TASK TO CARRY OUT:
Below are records; please set down exactly the lines from the first through the one containing "Report the position of each instance of the car hood".

(INPUT begins)

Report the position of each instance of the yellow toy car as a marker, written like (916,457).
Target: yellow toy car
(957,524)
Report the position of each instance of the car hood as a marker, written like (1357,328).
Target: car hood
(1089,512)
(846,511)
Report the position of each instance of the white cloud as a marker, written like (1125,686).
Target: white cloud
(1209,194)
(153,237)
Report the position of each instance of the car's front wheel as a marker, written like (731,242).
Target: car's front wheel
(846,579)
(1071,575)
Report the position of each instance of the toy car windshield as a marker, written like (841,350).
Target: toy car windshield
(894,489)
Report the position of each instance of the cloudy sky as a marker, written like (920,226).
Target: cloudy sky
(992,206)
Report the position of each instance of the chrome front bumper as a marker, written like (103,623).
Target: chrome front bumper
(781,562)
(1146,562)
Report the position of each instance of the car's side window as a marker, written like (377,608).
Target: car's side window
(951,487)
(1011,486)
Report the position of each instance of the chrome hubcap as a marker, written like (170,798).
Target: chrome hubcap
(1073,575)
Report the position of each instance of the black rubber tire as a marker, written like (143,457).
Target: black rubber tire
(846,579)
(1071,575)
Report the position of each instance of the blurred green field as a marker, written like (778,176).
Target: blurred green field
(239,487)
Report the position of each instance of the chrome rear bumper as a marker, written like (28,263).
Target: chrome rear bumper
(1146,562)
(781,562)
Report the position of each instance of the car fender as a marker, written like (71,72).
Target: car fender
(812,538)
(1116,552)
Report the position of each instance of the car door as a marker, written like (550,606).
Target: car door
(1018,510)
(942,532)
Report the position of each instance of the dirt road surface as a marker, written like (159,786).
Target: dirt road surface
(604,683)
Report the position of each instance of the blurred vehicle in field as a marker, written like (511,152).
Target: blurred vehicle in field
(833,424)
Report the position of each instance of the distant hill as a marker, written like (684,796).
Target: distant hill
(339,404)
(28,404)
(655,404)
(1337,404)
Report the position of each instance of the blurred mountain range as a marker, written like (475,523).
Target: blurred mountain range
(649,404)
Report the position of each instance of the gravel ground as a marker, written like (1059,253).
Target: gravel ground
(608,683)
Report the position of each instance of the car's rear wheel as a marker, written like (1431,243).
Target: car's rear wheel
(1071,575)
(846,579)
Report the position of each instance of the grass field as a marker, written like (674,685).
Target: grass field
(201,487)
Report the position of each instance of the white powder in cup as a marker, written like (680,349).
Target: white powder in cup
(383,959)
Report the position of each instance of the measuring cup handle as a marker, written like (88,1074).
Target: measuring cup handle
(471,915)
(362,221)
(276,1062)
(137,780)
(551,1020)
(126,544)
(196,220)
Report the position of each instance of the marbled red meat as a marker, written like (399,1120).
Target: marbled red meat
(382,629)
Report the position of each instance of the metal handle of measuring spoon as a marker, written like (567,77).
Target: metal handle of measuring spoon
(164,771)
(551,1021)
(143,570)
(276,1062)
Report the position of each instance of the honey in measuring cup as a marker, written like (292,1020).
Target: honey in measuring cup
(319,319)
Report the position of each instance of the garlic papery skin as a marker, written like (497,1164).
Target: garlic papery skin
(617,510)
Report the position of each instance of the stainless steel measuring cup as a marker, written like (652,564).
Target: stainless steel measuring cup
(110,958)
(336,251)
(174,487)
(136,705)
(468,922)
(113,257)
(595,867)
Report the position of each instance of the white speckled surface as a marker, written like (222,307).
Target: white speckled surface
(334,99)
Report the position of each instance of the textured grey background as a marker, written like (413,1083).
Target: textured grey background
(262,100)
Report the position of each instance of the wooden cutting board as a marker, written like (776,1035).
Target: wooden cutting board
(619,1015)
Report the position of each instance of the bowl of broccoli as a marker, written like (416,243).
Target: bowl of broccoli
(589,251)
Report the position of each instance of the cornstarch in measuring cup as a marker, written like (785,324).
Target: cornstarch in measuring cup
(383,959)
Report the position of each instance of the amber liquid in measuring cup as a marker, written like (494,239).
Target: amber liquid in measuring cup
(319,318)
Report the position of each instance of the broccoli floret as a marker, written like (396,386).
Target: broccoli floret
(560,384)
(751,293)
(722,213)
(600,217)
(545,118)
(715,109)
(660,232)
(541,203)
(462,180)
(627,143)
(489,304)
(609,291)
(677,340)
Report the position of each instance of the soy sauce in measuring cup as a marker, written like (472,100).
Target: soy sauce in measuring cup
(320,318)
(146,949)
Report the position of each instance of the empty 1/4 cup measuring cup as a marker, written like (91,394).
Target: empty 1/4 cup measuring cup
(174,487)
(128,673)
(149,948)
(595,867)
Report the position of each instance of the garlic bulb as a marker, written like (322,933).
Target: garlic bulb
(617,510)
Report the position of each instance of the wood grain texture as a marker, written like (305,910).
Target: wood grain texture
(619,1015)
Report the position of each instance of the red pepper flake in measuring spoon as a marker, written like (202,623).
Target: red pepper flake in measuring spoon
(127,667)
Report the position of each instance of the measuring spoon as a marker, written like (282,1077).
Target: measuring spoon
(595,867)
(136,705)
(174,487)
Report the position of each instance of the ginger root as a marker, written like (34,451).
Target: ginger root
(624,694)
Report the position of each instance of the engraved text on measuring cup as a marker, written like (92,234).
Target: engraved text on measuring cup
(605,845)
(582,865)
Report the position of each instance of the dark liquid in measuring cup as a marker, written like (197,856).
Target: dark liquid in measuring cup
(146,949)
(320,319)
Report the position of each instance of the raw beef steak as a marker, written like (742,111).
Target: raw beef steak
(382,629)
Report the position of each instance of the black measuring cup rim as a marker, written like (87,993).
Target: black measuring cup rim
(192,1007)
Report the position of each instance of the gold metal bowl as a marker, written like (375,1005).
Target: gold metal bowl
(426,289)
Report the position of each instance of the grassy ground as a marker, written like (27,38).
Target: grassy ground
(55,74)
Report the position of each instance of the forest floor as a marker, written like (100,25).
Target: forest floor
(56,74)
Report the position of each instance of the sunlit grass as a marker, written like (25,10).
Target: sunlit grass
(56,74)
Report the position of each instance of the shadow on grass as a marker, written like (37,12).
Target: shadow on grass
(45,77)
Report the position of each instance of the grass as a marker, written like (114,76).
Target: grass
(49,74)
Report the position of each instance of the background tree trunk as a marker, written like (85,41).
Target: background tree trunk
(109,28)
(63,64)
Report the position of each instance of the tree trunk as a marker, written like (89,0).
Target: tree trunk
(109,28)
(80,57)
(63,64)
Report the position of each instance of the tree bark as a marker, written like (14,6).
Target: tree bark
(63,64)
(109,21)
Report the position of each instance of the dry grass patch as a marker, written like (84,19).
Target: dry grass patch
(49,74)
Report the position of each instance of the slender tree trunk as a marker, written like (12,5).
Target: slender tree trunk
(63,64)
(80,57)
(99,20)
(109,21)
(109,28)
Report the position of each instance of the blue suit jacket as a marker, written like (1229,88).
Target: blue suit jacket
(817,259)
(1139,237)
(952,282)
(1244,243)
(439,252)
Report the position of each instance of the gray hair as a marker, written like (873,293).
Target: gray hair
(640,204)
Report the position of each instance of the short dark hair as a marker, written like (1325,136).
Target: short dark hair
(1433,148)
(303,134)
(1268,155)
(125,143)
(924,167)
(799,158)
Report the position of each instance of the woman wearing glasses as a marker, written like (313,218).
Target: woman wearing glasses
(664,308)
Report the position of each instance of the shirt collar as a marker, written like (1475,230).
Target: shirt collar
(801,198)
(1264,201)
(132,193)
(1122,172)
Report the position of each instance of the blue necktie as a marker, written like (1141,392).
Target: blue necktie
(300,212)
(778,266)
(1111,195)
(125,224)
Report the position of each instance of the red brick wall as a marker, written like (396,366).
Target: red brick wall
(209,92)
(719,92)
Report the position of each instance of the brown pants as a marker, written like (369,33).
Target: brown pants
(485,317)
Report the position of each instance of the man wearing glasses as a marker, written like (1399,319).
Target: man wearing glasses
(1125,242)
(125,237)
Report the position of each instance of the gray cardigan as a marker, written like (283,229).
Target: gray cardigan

(INPUT ends)

EXPECTED OUTPUT:
Report the position of each instance of the yellow toy car as a marker, written like (916,457).
Target: yellow toy car
(957,524)
Report the position of each instance of the car hood as a marker, written like (1357,328).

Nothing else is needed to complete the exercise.